- Document text:
###

Batch Brewing Co. Parties On Even During Brutal Times #DetroitFood

Antonio “Shades” Agee painting a mural at Batch Brewing before its 2015 opening in Detroit, Michigan.
Antonio “Shades” Agee painting a mural at Batch Brewing before its 2015 opening | Batch Brewing Company

The Corktown brewery owner laments restaurant closures and rising costs as Batch turns 10 years old

Batch Brewing Co. is celebrating an increasingly rare milestone in the craft beer world: 10 years in business. It’s especially poignant as the industry experiences turmoil with breweries across the country struggling.

Last month, Batch owner Stephen Roginson took to social media to help shed light on some of the current challenges faced by the service industry.

“We’re coming up on our 10-year anniversary, and instead of reflecting on all that fun and beer, I can’t look past the ever-increasing challenges and obstacles the service industry is facing,” reads part of the caption.

Weeks later, he posted another video, this time pointing out to customers why they may see increased prices or fees the next time they go out to eat.

“A milestone like 10 years should be a joyous occasion, a cause for celebration, but it is absolutely within the context of this new state of existing in the service industry,” Roginson tells Eater. “We’re still very much all recovering from the financial reality of the pandemic.”

To recognize 10 years, Batch will celebrate for 10 days. They’re hosting a ticketed Valentine’s Day pop-up dinner on Friday with Carlos Parisi of Aunt Nee’s and Batch executive chef, Brendon Edwards. A Saturday, February 15 birthday bash will feature the sounds of Motor City Soul Club, while customers can enjoy barbecue specialties like brisket, crispy skin pulled pork, spare ribs, and sides like espagueti verde and collard greens. They’ll also get a first taste of the brewery’s newest creation — a Bourbon barrel-aged double mash imperial stout flavored with vanilla and cacao — called Lush II. The festivities conclude on Sunday, February 16 with a brunch pop-up from 10 a.m. to 2 p.m. by chef Hailey Enszer.

###

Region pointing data
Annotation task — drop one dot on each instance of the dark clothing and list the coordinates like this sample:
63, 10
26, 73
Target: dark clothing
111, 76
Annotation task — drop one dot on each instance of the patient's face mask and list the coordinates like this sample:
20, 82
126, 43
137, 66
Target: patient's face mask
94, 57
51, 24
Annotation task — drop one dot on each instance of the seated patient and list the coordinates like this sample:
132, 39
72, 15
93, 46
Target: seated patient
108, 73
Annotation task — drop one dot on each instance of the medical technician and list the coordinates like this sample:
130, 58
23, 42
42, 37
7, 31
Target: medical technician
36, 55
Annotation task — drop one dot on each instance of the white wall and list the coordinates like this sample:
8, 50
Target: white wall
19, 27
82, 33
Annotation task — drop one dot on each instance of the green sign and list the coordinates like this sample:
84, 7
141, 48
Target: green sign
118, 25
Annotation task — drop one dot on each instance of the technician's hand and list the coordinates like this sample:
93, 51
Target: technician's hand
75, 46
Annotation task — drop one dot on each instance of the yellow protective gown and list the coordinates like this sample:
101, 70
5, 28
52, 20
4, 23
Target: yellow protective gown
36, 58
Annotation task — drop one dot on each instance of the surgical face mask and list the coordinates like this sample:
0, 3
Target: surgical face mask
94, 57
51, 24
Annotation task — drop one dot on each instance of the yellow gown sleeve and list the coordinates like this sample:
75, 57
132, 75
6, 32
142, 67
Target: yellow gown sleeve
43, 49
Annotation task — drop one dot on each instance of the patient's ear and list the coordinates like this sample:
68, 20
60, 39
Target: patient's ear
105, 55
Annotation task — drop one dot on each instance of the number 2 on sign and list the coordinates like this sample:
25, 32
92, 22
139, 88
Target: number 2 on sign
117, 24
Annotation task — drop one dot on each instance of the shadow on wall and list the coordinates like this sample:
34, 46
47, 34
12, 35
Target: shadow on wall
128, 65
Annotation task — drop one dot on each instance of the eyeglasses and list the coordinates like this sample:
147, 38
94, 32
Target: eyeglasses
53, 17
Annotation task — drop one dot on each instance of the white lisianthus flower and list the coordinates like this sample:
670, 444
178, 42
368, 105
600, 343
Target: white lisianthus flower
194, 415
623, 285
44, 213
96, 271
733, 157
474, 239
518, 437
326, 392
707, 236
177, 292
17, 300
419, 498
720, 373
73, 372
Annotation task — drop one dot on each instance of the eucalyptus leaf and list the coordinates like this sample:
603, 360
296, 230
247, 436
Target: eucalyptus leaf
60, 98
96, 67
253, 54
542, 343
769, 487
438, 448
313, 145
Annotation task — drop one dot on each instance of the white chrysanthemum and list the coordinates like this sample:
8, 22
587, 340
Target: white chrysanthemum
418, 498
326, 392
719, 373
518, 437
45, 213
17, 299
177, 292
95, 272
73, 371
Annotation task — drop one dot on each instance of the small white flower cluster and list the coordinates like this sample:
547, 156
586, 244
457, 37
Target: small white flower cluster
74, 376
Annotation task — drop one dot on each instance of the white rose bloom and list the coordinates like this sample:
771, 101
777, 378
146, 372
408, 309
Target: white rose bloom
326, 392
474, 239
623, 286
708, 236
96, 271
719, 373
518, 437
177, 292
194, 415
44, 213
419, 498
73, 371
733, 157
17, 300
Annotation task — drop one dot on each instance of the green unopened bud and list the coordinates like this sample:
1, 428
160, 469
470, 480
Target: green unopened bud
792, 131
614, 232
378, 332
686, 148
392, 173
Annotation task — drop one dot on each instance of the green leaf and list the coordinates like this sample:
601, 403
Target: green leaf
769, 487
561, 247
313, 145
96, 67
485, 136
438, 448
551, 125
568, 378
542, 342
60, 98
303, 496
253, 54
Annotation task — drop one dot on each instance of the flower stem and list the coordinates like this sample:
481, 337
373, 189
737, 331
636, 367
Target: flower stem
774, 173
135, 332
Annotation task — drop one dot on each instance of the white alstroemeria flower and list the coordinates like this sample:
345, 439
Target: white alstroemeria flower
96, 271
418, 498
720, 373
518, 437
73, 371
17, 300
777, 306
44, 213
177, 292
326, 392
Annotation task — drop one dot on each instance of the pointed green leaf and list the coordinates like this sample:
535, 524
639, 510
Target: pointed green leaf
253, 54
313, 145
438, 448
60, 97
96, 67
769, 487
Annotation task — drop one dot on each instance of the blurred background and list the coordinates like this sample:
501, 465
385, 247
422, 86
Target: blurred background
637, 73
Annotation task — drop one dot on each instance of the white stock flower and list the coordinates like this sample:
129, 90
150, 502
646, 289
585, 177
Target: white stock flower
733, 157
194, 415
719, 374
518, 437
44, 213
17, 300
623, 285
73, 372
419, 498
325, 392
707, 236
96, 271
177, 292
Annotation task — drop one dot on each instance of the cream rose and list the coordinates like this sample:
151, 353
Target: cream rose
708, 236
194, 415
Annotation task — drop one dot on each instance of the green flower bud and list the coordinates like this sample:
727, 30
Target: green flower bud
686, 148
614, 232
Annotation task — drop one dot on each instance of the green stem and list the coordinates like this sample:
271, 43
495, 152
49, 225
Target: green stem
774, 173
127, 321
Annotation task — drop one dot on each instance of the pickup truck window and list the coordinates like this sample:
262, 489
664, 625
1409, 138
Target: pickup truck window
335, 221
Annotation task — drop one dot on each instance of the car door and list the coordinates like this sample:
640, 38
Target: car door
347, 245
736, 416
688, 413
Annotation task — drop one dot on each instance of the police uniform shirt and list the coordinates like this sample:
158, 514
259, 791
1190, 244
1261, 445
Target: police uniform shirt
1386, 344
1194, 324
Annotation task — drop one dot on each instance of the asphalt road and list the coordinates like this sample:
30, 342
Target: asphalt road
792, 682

###

- Work request:
Print the part of the Batch Brewing article from "Batch Brewing Co. is" to "the country struggling.", keeping its wording unchanged. These records were drawn from a separate source and are unrelated to the article.

- Exercise answer:
Batch Brewing Co. is celebrating an increasingly rare milestone in the craft beer world: 10 years in business. It’s especially poignant as the industry experiences turmoil with breweries across the country struggling.